Manoel de Barros (1916-2014)

Para relembrar e celebrar a notoriedade da obra desta importante figura da literatura brasileira, fizemos uma lista com alguns de seus principais poemas.

Giovanna Marcelino 13 nov 2017, 10:09

Nascido em Mato Grosso, Manoel de Barros foi um dos principais poetas da chamada Geração 45, que contou com escritores como João Cabral de Melo Neto e Mário Quintana. Autor de livros como “Gramática expositiva do chão”, “O livro das ignorãças” e “Tratado geral das grandezas do ínfimo”, sua escrita mistura prosa e poesia, além de ser intensamente marcada pelo interesse de captar e revelar a importância das pequenas coisas. Quando jovem, foi membro da Juventude Comunista, experiência que conferiu à sua obra um caráter político, notável em sua linguagem própria e inventiva, que resgata e valoriza justamente a valiosidade do simples, daquilo que a lógica capitalista do “tudo que é sólido desmancha no ar” transforma em ínfimo e desnecessário.

> _Instrução 1_:
Segundo o texto sobre Manoel de Barros, em que estado nasceu o poeta?
Os registros não têm relação alguma com o texto.

> _Dados fornecidos_:
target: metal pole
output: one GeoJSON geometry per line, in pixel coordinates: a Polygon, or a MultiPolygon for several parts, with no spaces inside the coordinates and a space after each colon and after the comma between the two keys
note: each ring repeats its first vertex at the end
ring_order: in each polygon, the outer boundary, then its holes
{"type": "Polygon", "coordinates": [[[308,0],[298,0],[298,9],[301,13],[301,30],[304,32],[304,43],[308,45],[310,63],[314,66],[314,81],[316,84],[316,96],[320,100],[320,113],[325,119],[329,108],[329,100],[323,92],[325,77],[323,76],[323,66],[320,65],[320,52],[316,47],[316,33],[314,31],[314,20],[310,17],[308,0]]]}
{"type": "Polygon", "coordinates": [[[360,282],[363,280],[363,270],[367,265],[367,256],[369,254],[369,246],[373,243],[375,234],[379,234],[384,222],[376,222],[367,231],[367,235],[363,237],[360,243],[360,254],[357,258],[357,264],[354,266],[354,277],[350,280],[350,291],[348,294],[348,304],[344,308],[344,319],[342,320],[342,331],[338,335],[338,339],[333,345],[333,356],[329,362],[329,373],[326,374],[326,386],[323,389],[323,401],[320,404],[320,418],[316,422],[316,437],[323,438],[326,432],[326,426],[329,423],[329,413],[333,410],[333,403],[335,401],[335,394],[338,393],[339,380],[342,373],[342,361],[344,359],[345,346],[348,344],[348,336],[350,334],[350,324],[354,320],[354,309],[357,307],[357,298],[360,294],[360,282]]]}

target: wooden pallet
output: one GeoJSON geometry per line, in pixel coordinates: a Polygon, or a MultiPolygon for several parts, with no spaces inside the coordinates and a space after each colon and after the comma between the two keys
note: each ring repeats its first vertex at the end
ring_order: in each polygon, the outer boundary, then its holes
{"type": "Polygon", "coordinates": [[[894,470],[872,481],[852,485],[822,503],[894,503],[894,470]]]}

> _Instrução 2_:
Formate como tabela Markdown, com as colunas n e Linha, as linhas dos registros: comece pela linha que contém "target: wooden pallet" e vá até o fim dos registros, deixando de fora as linhas em branco.

> _Resposta 1_:
Em Mato Grosso.

> _Resposta 2_:
| n | Linha |
|---|---|
| 1 | target: wooden pallet |
| 2 | output: one GeoJSON geometry per line, in pixel coordinates: a Polygon, or a MultiPolygon for several parts, with no spaces inside the coordinates and a space after each colon and after the comma between the two keys |
| 3 | note: each ring repeats its first vertex at the end |
| 4 | ring_order: in each polygon, the outer boundary, then its holes |
| 5 | {"type": "Polygon", "coordinates": [[[894,470],[872,481],[852,485],[822,503],[894,503],[894,470]]]} |